:: TASK DATA
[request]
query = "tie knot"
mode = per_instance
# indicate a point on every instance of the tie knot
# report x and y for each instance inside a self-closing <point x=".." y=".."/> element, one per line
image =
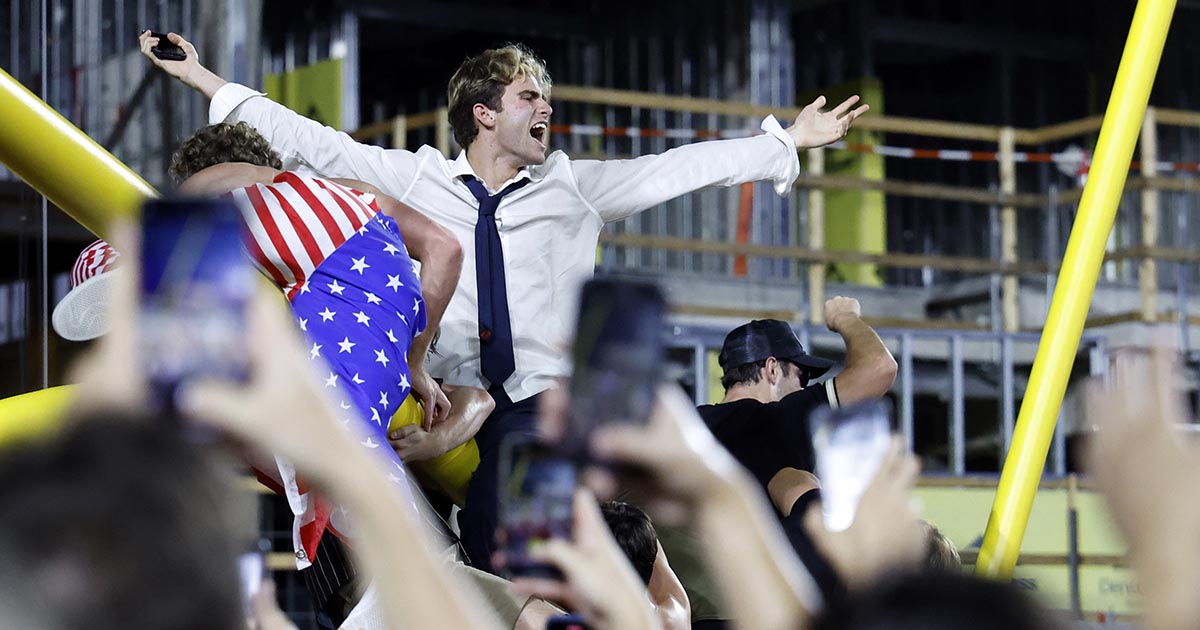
<point x="489" y="203"/>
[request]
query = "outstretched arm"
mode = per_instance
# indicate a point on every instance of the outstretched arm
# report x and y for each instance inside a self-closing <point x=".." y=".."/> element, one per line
<point x="441" y="256"/>
<point x="303" y="143"/>
<point x="617" y="189"/>
<point x="189" y="70"/>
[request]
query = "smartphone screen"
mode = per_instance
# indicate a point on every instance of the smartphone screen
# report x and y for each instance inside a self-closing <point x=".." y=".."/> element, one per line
<point x="850" y="444"/>
<point x="537" y="499"/>
<point x="617" y="358"/>
<point x="166" y="49"/>
<point x="196" y="283"/>
<point x="251" y="569"/>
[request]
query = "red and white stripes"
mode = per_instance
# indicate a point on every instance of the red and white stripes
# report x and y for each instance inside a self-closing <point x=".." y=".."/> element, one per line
<point x="95" y="259"/>
<point x="1072" y="159"/>
<point x="287" y="244"/>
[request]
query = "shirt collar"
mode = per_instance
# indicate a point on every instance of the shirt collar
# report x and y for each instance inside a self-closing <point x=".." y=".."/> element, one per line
<point x="461" y="167"/>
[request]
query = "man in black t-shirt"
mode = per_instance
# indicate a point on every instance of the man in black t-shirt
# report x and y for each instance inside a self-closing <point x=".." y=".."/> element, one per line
<point x="763" y="419"/>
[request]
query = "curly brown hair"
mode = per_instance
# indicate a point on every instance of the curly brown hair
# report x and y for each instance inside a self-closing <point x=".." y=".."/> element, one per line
<point x="217" y="144"/>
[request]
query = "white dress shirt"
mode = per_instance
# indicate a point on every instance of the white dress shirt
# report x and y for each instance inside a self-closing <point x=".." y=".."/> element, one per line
<point x="550" y="228"/>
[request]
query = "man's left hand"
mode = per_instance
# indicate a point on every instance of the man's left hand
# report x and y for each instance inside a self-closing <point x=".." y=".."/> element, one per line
<point x="814" y="127"/>
<point x="414" y="444"/>
<point x="437" y="405"/>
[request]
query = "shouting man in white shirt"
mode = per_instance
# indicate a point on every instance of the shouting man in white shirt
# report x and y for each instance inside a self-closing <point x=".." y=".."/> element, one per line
<point x="528" y="222"/>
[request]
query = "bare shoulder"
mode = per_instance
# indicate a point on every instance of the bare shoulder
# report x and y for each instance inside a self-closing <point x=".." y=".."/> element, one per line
<point x="223" y="178"/>
<point x="358" y="185"/>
::::
• **TO BE DONE**
Quote the data above in full and without alteration; skip the pictures.

• **SOLUTION TO THE PROBLEM**
[request]
query = "tie knot"
mode = per_instance
# indicate a point on every instance of the tie knot
# report x and y for each instance inside a self-closing <point x=".." y=".."/> element, one per line
image =
<point x="489" y="203"/>
[request]
query = "outstretched arm"
mode = per_instance
# indicate a point on every instance of the outstretched arm
# report x and y for each instance inside a self-closing <point x=".." y=".."/> element, one per line
<point x="441" y="256"/>
<point x="303" y="143"/>
<point x="617" y="189"/>
<point x="189" y="70"/>
[request]
query = "smartphone screen"
mode = per_instance
# indicate a point on every instance of the smartphone screen
# report x and y for each instance inside a self-closing <point x=".." y=".."/> element, one per line
<point x="850" y="444"/>
<point x="537" y="499"/>
<point x="617" y="358"/>
<point x="166" y="49"/>
<point x="196" y="283"/>
<point x="251" y="569"/>
[request]
query = "red and white stripes"
mode = per_instance
# indicate a point on every instance of the red and white stripes
# report x and y for each instance inside a self-closing <point x=".." y=".."/> element, one per line
<point x="95" y="259"/>
<point x="1072" y="159"/>
<point x="287" y="244"/>
[request]
query = "shirt collar"
mode = per_instance
# indicate a point on every instance of the shirt collar
# report x and y for each instance inside a self-closing <point x=".." y=".."/> element, one per line
<point x="461" y="167"/>
[request]
query = "man in black t-shirt"
mode = per_instance
# indicate a point on every instance of the man in black t-shirt
# report x and y for each instance inside a self-closing <point x=".." y=".."/> element, one per line
<point x="763" y="419"/>
[request]
query = "curly brown hair"
mode = per_instance
# indicate a point on every instance of the curly brown hair
# report x and y for each instance inside a self-closing <point x=".." y=".."/> element, one per line
<point x="217" y="144"/>
[request]
query = "white dress shirt"
mode = per_instance
# indicate a point on every instance of the white dress shirt
# report x and y for each instance inside a self-closing <point x=".." y=".."/> element, one per line
<point x="550" y="228"/>
[request]
query = "man's left hand"
mode = per_instance
# indicate a point on every instance of the man's left hand
# report x and y for each instance inside a self-closing <point x=".." y=".."/> element, one per line
<point x="814" y="127"/>
<point x="414" y="444"/>
<point x="437" y="405"/>
[request]
query = "shouting man in white shirt"
mode = per_instance
# indicate a point on every instance of the shouting man in white shirt
# report x and y for each instance inside a self-closing <point x=".." y=".."/> element, one per line
<point x="528" y="222"/>
[request]
query = "bare shoulder"
mode = per_instance
# indicate a point on every instance of the bare shoulder
# report x and y for each instance inside a self-closing <point x=".." y=".."/> element, one per line
<point x="223" y="178"/>
<point x="358" y="185"/>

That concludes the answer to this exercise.